### Task objective
Repeat the listing below in full, exactly as it stands.

[Dataset entries]

* BEGIN *

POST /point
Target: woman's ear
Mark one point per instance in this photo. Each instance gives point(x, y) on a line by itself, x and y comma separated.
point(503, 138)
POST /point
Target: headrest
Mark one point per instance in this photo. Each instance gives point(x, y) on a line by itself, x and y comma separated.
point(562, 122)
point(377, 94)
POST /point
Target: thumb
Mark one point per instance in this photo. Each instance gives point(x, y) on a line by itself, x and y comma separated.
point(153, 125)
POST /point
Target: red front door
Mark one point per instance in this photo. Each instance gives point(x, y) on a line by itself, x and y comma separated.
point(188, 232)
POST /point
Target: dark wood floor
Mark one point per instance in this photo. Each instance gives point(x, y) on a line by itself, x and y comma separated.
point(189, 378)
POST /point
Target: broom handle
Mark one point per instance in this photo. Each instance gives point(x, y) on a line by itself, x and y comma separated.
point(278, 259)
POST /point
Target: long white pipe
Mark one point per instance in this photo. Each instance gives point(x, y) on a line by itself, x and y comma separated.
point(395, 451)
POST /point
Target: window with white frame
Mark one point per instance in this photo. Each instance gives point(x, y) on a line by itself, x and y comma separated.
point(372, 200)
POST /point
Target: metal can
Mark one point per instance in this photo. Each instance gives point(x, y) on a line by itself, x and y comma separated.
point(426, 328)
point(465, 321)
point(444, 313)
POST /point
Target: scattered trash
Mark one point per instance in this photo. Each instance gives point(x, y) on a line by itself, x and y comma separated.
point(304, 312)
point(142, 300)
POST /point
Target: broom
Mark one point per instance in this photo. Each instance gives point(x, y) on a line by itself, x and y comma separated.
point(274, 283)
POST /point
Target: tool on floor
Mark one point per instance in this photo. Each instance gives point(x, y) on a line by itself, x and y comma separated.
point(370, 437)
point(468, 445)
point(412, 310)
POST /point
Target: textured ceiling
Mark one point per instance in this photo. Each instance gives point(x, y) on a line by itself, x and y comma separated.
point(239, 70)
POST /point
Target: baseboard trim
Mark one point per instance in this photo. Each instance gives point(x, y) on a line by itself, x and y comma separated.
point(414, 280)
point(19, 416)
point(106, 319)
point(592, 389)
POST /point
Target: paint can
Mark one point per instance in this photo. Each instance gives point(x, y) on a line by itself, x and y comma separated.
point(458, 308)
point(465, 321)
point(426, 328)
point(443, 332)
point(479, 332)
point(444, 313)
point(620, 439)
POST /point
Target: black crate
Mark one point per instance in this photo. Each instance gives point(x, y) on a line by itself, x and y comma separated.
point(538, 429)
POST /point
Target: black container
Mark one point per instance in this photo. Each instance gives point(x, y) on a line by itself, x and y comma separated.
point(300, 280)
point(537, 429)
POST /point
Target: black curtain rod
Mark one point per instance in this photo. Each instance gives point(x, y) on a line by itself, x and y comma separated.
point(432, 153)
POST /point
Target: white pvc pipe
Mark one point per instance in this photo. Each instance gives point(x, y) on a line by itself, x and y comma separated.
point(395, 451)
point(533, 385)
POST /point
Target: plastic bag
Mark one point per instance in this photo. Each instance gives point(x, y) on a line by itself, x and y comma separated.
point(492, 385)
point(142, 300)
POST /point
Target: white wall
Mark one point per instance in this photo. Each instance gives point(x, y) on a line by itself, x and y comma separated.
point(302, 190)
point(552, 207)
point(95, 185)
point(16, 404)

* END *

### Response
POST /point
Target: woman's ear
Mark one point per instance in this photo. Each instance gives point(x, y) on a line by itself, x and y comma separated.
point(503, 138)
POST /point
Target: headrest
Mark one point per instance in this photo. Each instance gives point(x, y) on a line by itself, x and y comma separated.
point(562, 122)
point(377, 94)
POST /point
Target: thumb
Mark one point per instance in this photo. Each instance gives point(x, y) on a line by itself, x and y comma separated.
point(153, 125)
POST /point
Target: red front door
Mark one point per instance in this photo. Each instance gives point(x, y) on a line by itself, x and y comma separated.
point(188, 232)
POST /point
Target: dark wood floor
Mark one point per instance in this photo. Each instance gives point(x, y) on a line by itself, x and y comma separated.
point(189, 378)
POST /point
Target: broom handle
Mark one point per instance in this photo. Each instance gives point(x, y) on a line by itself, x and y comma separated.
point(278, 259)
POST /point
Target: long white pipe
Mark one point per instance in this photo. Each instance gives point(x, y) on a line by itself, x and y comma separated.
point(395, 451)
POST /point
Target: window with white frame
Mark one point per instance in this photo. Each instance gives point(x, y) on a line by itself, x and y comma separated.
point(372, 200)
POST /point
Target: metal can
Mark one point per instance in this photo. Each instance gives point(x, y) on a line by itself, x and y comma separated.
point(426, 328)
point(465, 321)
point(444, 313)
POST /point
Target: scattered trash
Mark one point per instance in this photo. Each instance gives point(x, y) on a line by itself, x and y comma separated.
point(304, 312)
point(142, 300)
POST /point
Target: broom
Mark one point per instance in this photo. Each instance gives point(x, y) on a line by itself, x and y comma separated.
point(274, 283)
POST /point
Target: tool on floor
Mark one point per instance in this photo. Each instance gives point(x, y) on a line by itself, x and y comma separated.
point(370, 437)
point(468, 445)
point(412, 310)
POST /point
Target: textured ceiling
Mark one point per instance in this photo. Each instance gives point(x, y) on a line by itself, x and y comma separated.
point(239, 70)
POST /point
Target: baseboard trim
Mark one point per instance in this photo. Each instance gives point(x, y) on a line by itself, x and y comma separated.
point(414, 280)
point(19, 416)
point(106, 319)
point(592, 389)
POST /point
Target: paint can
Mark one point per instance in this photo. Each instance gives point(x, y) on a line by itself, x and y comma separated.
point(458, 308)
point(465, 321)
point(426, 328)
point(443, 332)
point(479, 332)
point(444, 313)
point(620, 439)
POST /point
Target: black crate
Mark one point per instance in this photo. Each instance gives point(x, y) on a line by itself, x and y comma separated.
point(538, 429)
POST /point
Target: black container
Mark one point per instance in this photo. Each instance gives point(x, y) on a line by itself, x and y comma separated.
point(300, 280)
point(537, 429)
POST /point
Target: black curtain rod
Mark one point per instance in this photo. Each instance gives point(x, y) on a line by itself, x and y comma separated.
point(432, 153)
POST /point
Target: white pvc pipe
Mark one point per instance in this photo. Each instance gives point(x, y) on a line by itself, x and y comma separated.
point(395, 451)
point(533, 385)
POST /point
Target: plastic bag
Mark one point per instance in this photo. Each instance gives point(x, y) on a line by itself, x and y comma separated.
point(492, 385)
point(142, 300)
POST /point
Target: white wall
Mark one point per instance in this photo. Each instance gives point(x, y) on a line by itself, x and y comma separated.
point(302, 190)
point(552, 207)
point(95, 185)
point(16, 404)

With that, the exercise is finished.